Un polar qui se déroule en Albanie, ce n’est pas commun. Les aigles endormis de Danü Danquigny, à la série noire.
Août 2017, Arben laisse ses deux enfants devenus adultes en France où ils vivent avec lui depuis plus de vingt ans et revient dans son village d’origine, en Albanie.
Bien longtemps auparavant, il a joué avec une bande de copains, il a grandi, a vu ses espoirs réduits à néant durant la dictature sanglante d’Enver Hoxha, et a participé à de nombreux trafics durant la période qui a suivi sa chute et l’installation d’un capitalisme sauvage qui n’a guère amélioré la situation de la population. Jusqu’à l’événement tragique qui l’a poussé à quitter le pays, et qui le ramène aujourd’hui, en quête de vengeance.
Il serait dommage de passer à côté de ce polar, le premier que je lis qui se déroule en Albanie. Ce n’est pas le roman de l’année, mais c’est du beau travail et le lieu est pour le moins original.
La structure, très classique, faite d’aller-retour entre un temps présent et le passé qui l’explique, est particulièrement bien adaptée au propos et parfaitement maîtrisée. Le narrateur est intéressant, l’auteur réussissant à le complexifier au fur et à mesure du récit, jusqu’à en faire personnage assez fascinant, pour lequel on oscille entre empathie et dégout ; une belle réussite.
Et bien entendu, l’originalité du roman vient du lieu, des paysages et des gens qu’il décrit. Réussissant à bien rendre l’horreur de la dictature, le chaos de la transition, les espoirs trahis et l’arrivée d’une mafia et d’une corruption qui finissent d’anéantir toute possibilité de sortir de la misère. Le tout de façon ramassée, efficace, sans pathos ni lourdeur.
Crise sur le gâteau, j’ai souri à cette référence glissée l’air de rien au détour d’une phrase : « Mon abri grisâtre était un fort, il dominait la plaine d’où l’ennemi viendrait, qui me ferait héros. », il y en a peut-être d’autres que j’ai ratées … Je vous laisse découvrir le double hommage.

— Données fournies —
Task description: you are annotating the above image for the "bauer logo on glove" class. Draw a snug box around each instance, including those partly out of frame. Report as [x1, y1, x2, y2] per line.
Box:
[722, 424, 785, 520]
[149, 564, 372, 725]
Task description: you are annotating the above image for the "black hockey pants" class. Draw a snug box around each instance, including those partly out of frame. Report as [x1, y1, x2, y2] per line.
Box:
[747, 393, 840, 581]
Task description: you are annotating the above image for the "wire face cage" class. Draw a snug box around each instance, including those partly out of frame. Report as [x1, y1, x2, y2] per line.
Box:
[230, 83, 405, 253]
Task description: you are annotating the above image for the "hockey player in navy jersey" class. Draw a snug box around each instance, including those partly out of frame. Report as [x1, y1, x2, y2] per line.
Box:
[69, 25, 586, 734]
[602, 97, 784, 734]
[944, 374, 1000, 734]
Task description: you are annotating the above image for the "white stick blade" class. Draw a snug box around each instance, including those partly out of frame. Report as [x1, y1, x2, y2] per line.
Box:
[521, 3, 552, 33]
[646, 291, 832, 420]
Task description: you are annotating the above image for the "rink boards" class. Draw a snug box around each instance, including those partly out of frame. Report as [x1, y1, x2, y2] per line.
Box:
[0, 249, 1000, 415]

— Travail demandé —
- a) D'après la critique, les affirmations suivantes sont-elles exactes ? (i) Arben retourne dans son village d'origine en août 2017. (ii) Le livre est présenté comme le roman de l'année. (iii) Arben vit en France depuis plus de vingt ans. Répondez par oui ou non et citez les mots décisifs de la critique.
- b) Transformez en liste à puces le paragraphe de la critique qui commence par « Et bien entendu, l’originalité du roman » en conservant ses informations principales.
Appuyez-vous uniquement sur la critique, sans tenir compte de la liste.

— Solutions par tâche —
- a)
(i) Oui : « Août 2017, Arben laisse ses deux enfants devenus adultes en France où ils vivent avec lui depuis plus de vingt ans et revient dans son village d’origine, en Albanie. »
(ii) Non : « Ce n’est pas le roman de l’année »
(iii) Oui : « en France où ils vivent avec lui depuis plus de vingt ans »

- b)
- L'originalité du roman tient au lieu, aux paysages et aux gens qu'il décrit.
- Il rend bien l'horreur de la dictature, le chaos de la transition et les espoirs trahis.
- Il montre l'arrivée d'une mafia et d'une corruption qui anéantissent toute possibilité de sortir de la misère.
- Le tout est traité de façon ramassée et efficace, sans pathos ni lourdeur.